[PASSAGE TO READ start]
Sloan
(Note: This article will occasionally be interrupted by a large group of people standing behind the writer, and sometimes the reader, chanting Sloan. Pronounced SLOW-NNN. They sing the chant like football fans, but are dressed in much cooler clothes.)
Much like life, music is a voyage. If you’re lucky, you discover something you love, and carry it with you forever. You’re even luckier when you discover something you love, forget the discovery, and it takes years to remember what you had already already discovered. And you find yourself even more in love with what you discover, because your perspective have been changed by the journey. Such is the story of myself and the Canadian rock band Sloan.
Sloan formed in Halifax, Nova Scotia in 1991. Within a year, the band had signed to Geffen Records, and released their debut album, Smeared. Their song “Underwhlemed”, which played within the borders of the grunge/alternative rock sounds in vogue during that time, became a huge hit in Canada and North America. But by the time that their second album, Twice Removed, appeared in 1994, the band had realized that they had no need for alterna-rock trappings. Geffen was not prepared for an album that embraced the Beatles and Small Faces in equal doses. Geffen dropped the band, but the album has since something of a modern-day Pet Sounds in Canada. In two different polls, Twice Removed has been voted the best album to come from a Canadian artist, ahead of lionized albums by Joni Mitchell and Neil Young. And it is that Canadian fanbase that is still with them today.
(Sloan chorus: SLOW-NNN!! SLOW-NNN!!!)
[PASSAGE TO READ end]
[ENTRIES SUPPLIED start]
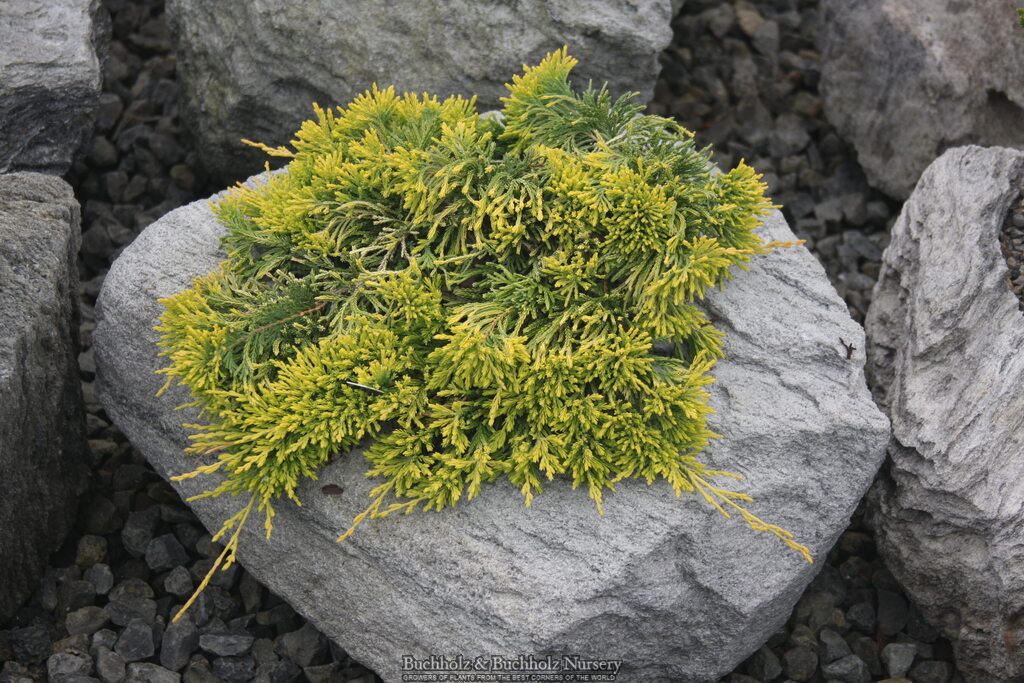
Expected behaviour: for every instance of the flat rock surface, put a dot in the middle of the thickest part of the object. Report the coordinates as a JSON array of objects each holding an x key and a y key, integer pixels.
[
  {"x": 887, "y": 65},
  {"x": 42, "y": 419},
  {"x": 49, "y": 81},
  {"x": 251, "y": 70},
  {"x": 945, "y": 358},
  {"x": 665, "y": 584}
]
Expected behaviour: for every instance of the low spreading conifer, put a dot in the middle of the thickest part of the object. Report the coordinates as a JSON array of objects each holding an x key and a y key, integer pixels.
[{"x": 479, "y": 296}]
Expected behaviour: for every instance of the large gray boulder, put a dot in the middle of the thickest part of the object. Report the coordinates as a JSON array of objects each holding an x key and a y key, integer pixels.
[
  {"x": 49, "y": 81},
  {"x": 904, "y": 80},
  {"x": 669, "y": 586},
  {"x": 42, "y": 421},
  {"x": 945, "y": 359},
  {"x": 252, "y": 70}
]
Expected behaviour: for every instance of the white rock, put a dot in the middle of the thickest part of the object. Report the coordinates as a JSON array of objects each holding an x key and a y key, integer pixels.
[
  {"x": 49, "y": 81},
  {"x": 667, "y": 585},
  {"x": 945, "y": 359},
  {"x": 904, "y": 80}
]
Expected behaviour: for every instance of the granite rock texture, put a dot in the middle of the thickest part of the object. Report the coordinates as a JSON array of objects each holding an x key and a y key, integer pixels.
[
  {"x": 251, "y": 70},
  {"x": 665, "y": 584},
  {"x": 905, "y": 80},
  {"x": 945, "y": 361},
  {"x": 42, "y": 419},
  {"x": 49, "y": 81}
]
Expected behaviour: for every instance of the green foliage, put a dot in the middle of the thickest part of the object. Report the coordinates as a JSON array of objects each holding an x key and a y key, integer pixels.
[{"x": 479, "y": 297}]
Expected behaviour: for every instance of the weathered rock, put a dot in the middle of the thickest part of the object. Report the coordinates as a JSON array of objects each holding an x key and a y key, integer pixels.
[
  {"x": 497, "y": 577},
  {"x": 49, "y": 81},
  {"x": 904, "y": 80},
  {"x": 945, "y": 359},
  {"x": 42, "y": 420},
  {"x": 251, "y": 70}
]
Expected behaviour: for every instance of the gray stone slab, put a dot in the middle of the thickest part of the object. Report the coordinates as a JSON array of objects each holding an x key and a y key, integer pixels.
[{"x": 667, "y": 585}]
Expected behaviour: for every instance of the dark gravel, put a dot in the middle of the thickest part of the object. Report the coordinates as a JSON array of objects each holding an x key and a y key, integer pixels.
[
  {"x": 743, "y": 76},
  {"x": 1012, "y": 242}
]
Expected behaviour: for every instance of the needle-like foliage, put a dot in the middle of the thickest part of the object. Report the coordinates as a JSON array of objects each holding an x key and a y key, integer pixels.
[{"x": 481, "y": 296}]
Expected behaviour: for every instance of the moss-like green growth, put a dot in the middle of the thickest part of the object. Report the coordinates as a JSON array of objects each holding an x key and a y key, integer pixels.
[{"x": 479, "y": 296}]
[ENTRIES SUPPLIED end]
■ TO BE DONE ■
1 - From the article about Sloan, extract everything from "Much like life, music" down to "rock band Sloan.", word for word.
2 - Answer these questions using the article about Sloan:
(a) How is the chant of "Sloan" pronounced?
(b) In what city did the band form?
(c) In what year did Twice Removed appear?
3 - Turn the paragraph of the article about Sloan that begins "Sloan formed in Halifax" into a short bulleted list that keeps its main facts.

■ SOLUTIONS TO THE PROBLEMS ■
1 -
Much like life, music is a voyage. If you’re lucky, you discover something you love, and carry it with you forever. You’re even luckier when you discover something you love, forget the discovery, and it takes years to remember what you had already already discovered. And you find yourself even more in love with what you discover, because your perspective have been changed by the journey. Such is the story of myself and the Canadian rock band Sloan.

2 -
(a) SLOW-NNN
(b) Halifax, Nova Scotia
(c) 1994

3 -
- Sloan formed in Halifax, Nova Scotia, in 1991.
- Within a year, the band signed to Geffen Records and released its debut album, Smeared.
- A song from that album, in the grunge/alternative rock sound popular then, became a huge hit in Canada and North America.
- By the time of their second album, Twice Removed, in 1994, the band had dropped the alterna-rock trappings.
- Geffen was not prepared for an album that embraced the Beatles and Small Faces equally, and it dropped the band.
- In two polls, Twice Removed was voted the best album by a Canadian artist, ahead of albums by Joni Mitchell and Neil Young.
- The band's Canadian fanbase is still with them today.